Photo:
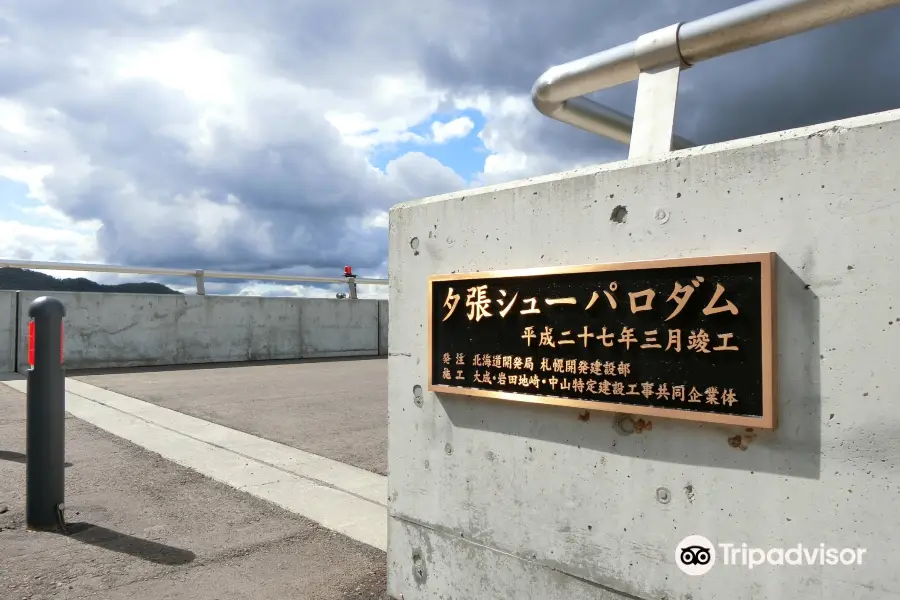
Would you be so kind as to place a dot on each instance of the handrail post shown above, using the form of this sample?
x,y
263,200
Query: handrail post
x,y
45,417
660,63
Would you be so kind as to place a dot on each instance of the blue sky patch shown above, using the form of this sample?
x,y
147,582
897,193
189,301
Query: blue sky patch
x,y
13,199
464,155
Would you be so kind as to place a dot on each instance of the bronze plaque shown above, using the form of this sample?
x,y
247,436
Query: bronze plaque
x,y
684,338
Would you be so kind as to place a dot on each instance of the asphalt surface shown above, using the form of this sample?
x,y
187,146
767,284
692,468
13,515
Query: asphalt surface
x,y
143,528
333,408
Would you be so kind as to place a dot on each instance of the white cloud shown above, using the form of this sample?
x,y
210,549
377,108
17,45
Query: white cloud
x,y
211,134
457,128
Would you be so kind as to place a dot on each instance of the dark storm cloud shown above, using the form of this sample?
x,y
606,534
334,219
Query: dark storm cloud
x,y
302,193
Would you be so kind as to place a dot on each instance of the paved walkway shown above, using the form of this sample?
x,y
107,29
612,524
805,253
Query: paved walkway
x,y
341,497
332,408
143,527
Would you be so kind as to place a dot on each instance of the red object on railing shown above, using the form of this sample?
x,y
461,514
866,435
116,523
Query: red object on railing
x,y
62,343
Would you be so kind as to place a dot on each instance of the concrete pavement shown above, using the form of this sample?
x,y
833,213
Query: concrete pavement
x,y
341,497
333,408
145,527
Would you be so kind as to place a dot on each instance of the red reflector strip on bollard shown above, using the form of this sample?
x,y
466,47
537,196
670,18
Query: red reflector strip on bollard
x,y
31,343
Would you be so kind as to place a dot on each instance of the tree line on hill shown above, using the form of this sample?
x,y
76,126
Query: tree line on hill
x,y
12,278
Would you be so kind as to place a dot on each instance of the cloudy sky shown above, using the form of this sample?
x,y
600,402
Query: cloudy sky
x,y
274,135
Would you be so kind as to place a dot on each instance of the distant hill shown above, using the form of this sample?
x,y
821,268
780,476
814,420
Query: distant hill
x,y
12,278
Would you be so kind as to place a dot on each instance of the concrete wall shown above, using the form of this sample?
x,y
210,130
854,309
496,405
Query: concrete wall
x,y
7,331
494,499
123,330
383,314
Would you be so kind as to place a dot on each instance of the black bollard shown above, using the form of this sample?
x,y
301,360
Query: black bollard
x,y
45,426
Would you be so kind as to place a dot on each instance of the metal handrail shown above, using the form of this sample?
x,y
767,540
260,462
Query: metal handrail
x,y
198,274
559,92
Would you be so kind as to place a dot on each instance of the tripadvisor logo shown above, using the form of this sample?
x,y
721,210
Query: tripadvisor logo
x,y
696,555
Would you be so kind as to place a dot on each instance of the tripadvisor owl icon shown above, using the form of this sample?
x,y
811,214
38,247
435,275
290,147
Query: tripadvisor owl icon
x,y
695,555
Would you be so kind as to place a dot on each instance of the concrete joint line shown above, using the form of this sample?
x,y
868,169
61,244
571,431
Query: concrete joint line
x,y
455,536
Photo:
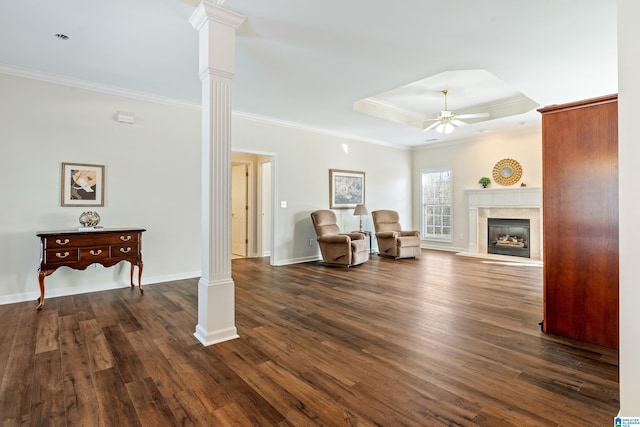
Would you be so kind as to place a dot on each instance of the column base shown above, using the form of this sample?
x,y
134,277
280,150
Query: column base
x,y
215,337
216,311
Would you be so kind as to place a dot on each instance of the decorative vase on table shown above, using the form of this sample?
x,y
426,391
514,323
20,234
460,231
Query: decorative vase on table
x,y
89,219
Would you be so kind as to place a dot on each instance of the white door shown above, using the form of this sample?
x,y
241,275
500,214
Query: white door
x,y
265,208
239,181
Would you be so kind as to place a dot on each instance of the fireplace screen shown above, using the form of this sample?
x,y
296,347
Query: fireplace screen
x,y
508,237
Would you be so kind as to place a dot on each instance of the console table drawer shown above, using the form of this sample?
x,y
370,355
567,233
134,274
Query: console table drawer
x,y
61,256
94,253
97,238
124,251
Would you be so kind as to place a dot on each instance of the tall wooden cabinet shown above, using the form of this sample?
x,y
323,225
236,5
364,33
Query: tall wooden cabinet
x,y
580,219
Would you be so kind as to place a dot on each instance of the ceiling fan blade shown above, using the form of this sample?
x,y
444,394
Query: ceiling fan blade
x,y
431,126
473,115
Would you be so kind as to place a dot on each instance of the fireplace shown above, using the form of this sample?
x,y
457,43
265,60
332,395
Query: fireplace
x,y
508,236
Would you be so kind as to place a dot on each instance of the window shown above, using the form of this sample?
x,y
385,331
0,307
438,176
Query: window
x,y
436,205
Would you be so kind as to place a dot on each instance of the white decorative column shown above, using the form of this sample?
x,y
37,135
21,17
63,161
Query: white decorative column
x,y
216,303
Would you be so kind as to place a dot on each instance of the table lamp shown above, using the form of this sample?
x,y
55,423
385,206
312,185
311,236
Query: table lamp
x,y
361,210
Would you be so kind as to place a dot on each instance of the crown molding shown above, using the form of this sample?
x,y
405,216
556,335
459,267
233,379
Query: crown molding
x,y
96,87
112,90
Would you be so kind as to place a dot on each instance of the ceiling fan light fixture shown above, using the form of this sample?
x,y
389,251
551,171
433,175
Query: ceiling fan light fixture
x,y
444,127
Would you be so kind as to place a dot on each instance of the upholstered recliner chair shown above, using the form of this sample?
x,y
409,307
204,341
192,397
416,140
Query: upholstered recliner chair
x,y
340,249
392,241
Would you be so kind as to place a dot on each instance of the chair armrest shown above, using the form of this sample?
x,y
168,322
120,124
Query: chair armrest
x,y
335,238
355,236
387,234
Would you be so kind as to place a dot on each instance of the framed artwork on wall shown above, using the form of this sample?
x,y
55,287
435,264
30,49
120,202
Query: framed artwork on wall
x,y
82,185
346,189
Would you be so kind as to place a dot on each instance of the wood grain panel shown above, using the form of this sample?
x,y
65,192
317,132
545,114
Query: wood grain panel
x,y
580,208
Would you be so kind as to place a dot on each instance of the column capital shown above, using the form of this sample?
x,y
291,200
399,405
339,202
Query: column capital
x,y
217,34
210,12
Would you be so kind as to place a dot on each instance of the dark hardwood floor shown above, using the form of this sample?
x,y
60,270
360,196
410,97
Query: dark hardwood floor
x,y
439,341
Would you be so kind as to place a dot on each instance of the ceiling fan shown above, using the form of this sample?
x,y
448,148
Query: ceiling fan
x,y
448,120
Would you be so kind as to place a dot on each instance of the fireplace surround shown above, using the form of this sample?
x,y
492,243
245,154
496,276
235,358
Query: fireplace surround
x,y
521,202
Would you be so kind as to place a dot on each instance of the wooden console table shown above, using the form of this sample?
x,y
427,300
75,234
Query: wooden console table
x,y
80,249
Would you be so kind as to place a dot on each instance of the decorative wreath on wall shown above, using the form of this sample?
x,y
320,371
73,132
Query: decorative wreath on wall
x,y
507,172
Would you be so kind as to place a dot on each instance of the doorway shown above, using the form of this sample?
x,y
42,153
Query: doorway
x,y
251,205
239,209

☆ ☆ ☆ ☆

_PROMPT:_ An exact copy of the entries, minus the pictures, is what's needed here.

_ANSWER SPACE:_
Photo:
Would you be so kind as to place a dot on each instance of the handrail post shown above, using the form of this sample?
x,y
263,200
Query: handrail post
x,y
45,417
660,63
Would you be so kind as to place a dot on each instance of the blue sky patch shown above, using the form of this sample?
x,y
147,582
897,193
189,301
Query: blue sky patch
x,y
13,199
464,155
Would you be so kind as to place a dot on each instance of the bronze plaque shown above, using the form of this sample?
x,y
247,436
Query: bronze plaque
x,y
684,338
Would you be so kind as to place a dot on each instance of the asphalt surface shown above, using the form of this sample?
x,y
187,146
767,284
692,468
13,515
Query: asphalt surface
x,y
143,528
333,408
Would you be so kind as to place a dot on each instance of the white cloud shown above, using the form of this sample?
x,y
210,549
377,108
17,45
Query: white cloud
x,y
211,134
457,128
Would you be so kind as to place a dot on each instance of the dark storm cloud shown above, using the form of this sample?
x,y
606,534
334,219
Query: dark storm cloud
x,y
302,193
Would you be so kind as to place a dot on each instance of the paved walkway shown above, using the form of this sample?
x,y
107,29
612,524
805,253
Query: paved walkway
x,y
341,497
332,408
143,527
Would you be so kind as to place a dot on each instance of the red object on railing shown above, using the form of this sample?
x,y
461,514
866,435
116,523
Query: red object on railing
x,y
62,343
Would you be so kind as to place a dot on each instance of the concrete pavement shown above, using the form of this sample?
x,y
833,213
Query: concrete pavement
x,y
341,497
333,408
145,527
Would you be so kind as to place a dot on each instance of the red reflector strip on bollard shown above, using the form of this sample?
x,y
466,47
537,196
670,18
Query: red reflector strip on bollard
x,y
31,343
Would you be so kind as to place a dot on each instance of the tree line on hill shown above, using the form of this sample?
x,y
76,126
Query: tree line on hill
x,y
12,278
Would you be so kind as to place a dot on each instance of the cloudy sky shown above, using the form of this sample?
x,y
600,402
Query: cloudy sky
x,y
274,135
Would you be so kind as to place a dot on each instance of the distant hill shown above, using the form of this sample?
x,y
821,268
780,476
814,420
Query: distant hill
x,y
12,278
Would you be so kind as to place a dot on each instance of the concrete wall shown above, using the form of this sample?
x,y
210,130
854,309
496,405
Query: concrete wall
x,y
7,331
494,499
123,330
383,314
Would you be so kind as to place a dot on each instance of the black bollard shown above, using the form of this sample?
x,y
301,360
Query: black bollard
x,y
45,426
Would you be so kind as to place a dot on each instance of the metal handrail shown above, using the form of this sample?
x,y
767,540
260,462
Query: metal handrail
x,y
198,274
559,92
Would you be so kind as to place a dot on each instance of the tripadvisor logo shown above, using the form of this sample?
x,y
721,210
Query: tripadvisor logo
x,y
696,555
Would you be so kind as to place a dot on each instance of the tripadvisor owl icon shown above, using the form of this sample?
x,y
811,214
38,247
435,275
290,147
Query: tripadvisor owl icon
x,y
695,555
Would you be so kind as to place a dot on each instance of the concrete joint line shown above, using the form of this sample?
x,y
868,169
61,244
571,431
Query: concrete joint line
x,y
455,536
Photo:
Would you be so kind as to place a dot on each instance of the column base shown above, using the form of this sample?
x,y
134,277
280,150
Query: column base
x,y
215,337
216,311
Would you be so kind as to place a dot on each instance of the decorative vase on table shown above, using the form of this sample?
x,y
426,391
514,323
20,234
460,231
Query: decorative vase on table
x,y
89,219
Would you be so kind as to place a dot on each instance of the white door shown above, using the form of this sample?
x,y
241,275
500,214
Query: white door
x,y
265,208
239,181
Would you be so kind as to place a dot on each instance of the fireplace screen shown above, using the form of this sample?
x,y
296,347
Query: fireplace screen
x,y
508,237
Would you be so kind as to place a dot on each instance of the console table drawer shown above, using the form of this sample?
x,y
370,355
567,233
134,274
Query: console table drawer
x,y
61,256
94,253
97,238
124,251
Would you be so kind as to place a dot on each instance of the tall wooden cabinet shown above, using the form of this sample?
x,y
323,225
236,5
364,33
Query: tall wooden cabinet
x,y
580,219
Would you be so kind as to place a dot on each instance of the ceiling fan blade shown above, using the form of this sample?
x,y
444,394
Query: ceiling fan blade
x,y
431,126
473,115
Would you be so kind as to place a dot on each instance of the fireplace shown above, using the form of this sample?
x,y
457,43
265,60
332,395
Query: fireplace
x,y
508,236
Would you be so kind as to place a dot on each instance of the window shown above, using the form of this sample?
x,y
385,331
0,307
438,176
Query: window
x,y
436,205
Would you be so kind as to place a dot on each instance of the white decorative column shown above, using the form of this sample?
x,y
37,135
21,17
63,161
Query: white decorative column
x,y
216,303
Would you be so kind as to place a dot on each instance of the table lamp shown above, using the form of this sample?
x,y
55,423
385,206
312,185
311,236
Query: table lamp
x,y
361,210
Would you be so kind as to place a dot on each instance of the crown molding shown above, using the form of this sample?
x,y
405,216
556,335
459,267
233,379
Query: crown molding
x,y
96,87
112,90
Would you be so kind as to place a dot on each instance of the ceiling fan light fixture shown above, using the form of this sample?
x,y
389,251
551,171
433,175
Query: ceiling fan light fixture
x,y
444,127
Would you be so kind as to place a dot on each instance of the upholstered recliner chair shown above, using the form of this sample?
x,y
409,307
204,341
192,397
416,140
Query: upholstered recliner chair
x,y
340,249
392,241
Would you be so kind as to place a dot on each instance of the chair armrest shown above, using the form of this sample?
x,y
168,322
120,124
Query: chair armrest
x,y
335,238
355,236
387,234
Would you be so kind as to place a dot on each instance of the framed artwork on wall shown above, using the form of this sample?
x,y
55,287
435,264
30,49
120,202
Query: framed artwork on wall
x,y
82,185
346,189
Would you be so kind as to place a dot on each instance of the wood grain panel shown above, using the form of this sample?
x,y
65,192
317,132
545,114
Query: wood grain panel
x,y
580,208
Would you be so kind as to place a dot on each instance of the column capital shown above, using the form of this sample?
x,y
291,200
399,405
339,202
Query: column capital
x,y
217,34
210,12
Would you be so kind as to place a dot on each instance of the dark hardwood floor shown above, using the form of this sample?
x,y
60,270
360,196
410,97
Query: dark hardwood floor
x,y
439,341
Would you be so kind as to place a dot on each instance of the ceiling fan shown above, using the form of this sample?
x,y
448,148
Query: ceiling fan
x,y
448,120
Would you be so kind as to place a dot on each instance of the fireplace surround shown above, using the form of this sample?
x,y
492,243
245,154
496,276
235,358
Query: fireplace surround
x,y
521,202
Would you be so kind as to place a dot on each instance of the wooden console table shown above, using the form of this sample?
x,y
427,300
75,234
Query: wooden console table
x,y
80,249
Would you be so kind as to place a dot on each instance of the decorative wreath on wall shown above, using the form of this sample?
x,y
320,371
73,132
Query: decorative wreath on wall
x,y
507,172
Would you be so kind as to place a dot on each instance of the doorway shown above, using the form of this sample?
x,y
42,153
Query: doorway
x,y
251,205
239,209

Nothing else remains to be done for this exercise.